**WHAT IS NEEDED**
Set out all of the material below as a numbered list, one line per item, and leave out the blank lines.

----

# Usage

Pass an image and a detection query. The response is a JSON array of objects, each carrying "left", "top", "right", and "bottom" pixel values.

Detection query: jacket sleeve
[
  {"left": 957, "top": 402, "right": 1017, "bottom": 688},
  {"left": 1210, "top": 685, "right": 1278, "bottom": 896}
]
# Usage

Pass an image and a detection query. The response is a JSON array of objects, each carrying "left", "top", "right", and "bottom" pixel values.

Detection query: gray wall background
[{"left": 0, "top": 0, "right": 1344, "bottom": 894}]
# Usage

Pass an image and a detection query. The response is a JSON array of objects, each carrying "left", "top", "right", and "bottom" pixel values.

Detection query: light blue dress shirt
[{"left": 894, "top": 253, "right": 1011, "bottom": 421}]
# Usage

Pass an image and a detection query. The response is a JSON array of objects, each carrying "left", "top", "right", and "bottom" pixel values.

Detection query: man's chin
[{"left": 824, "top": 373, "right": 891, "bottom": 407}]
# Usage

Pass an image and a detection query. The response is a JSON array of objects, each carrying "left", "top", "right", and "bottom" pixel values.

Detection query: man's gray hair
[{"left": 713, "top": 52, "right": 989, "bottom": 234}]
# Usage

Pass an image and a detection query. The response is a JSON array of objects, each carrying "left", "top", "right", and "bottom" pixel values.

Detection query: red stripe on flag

----

**CORRECT OUTPUT**
1. # Usage
2. Pass an image and a detection query. The response is a JSON array of objects, each carrying "left", "top", "right", and "bottom" pixel values.
3. Detection query: jacket sleeve
4. [
5.   {"left": 957, "top": 402, "right": 1017, "bottom": 688},
6.   {"left": 1210, "top": 685, "right": 1278, "bottom": 896}
7. ]
8. # Usage
9. Pass an image and a detection query. The response is a JSON array of objects, each carrying "left", "top", "right", and "bottom" pixel values.
10. Detection query: gray wall background
11. [{"left": 0, "top": 0, "right": 1344, "bottom": 894}]
12. # Usage
13. Pass an image and a detection query. The response is a JSON array of objects, each carrying "left", "top", "right", and "bottom" pixel values.
14. Detection query: light blue dress shirt
15. [{"left": 894, "top": 253, "right": 1011, "bottom": 421}]
16. # Usage
17. Pass an image and a detection query. The response is a JSON array of objects, each carrying "left", "top", "right", and "bottom" pixel values.
18. Detection query: man's chin
19. [{"left": 824, "top": 373, "right": 891, "bottom": 407}]
20. # Usage
21. Pass an image and a detection query. The response is a JSON array of objects, each carrying "left", "top", "right", and "bottom" pixel values.
22. Detection query: man's gray hair
23. [{"left": 713, "top": 52, "right": 989, "bottom": 234}]
24. # Usage
25. Pass an image and a detection query. The response is a JSON array of objects, each carrying "left", "top", "right", and "bottom" pixel values.
26. Detection query: red stripe on flag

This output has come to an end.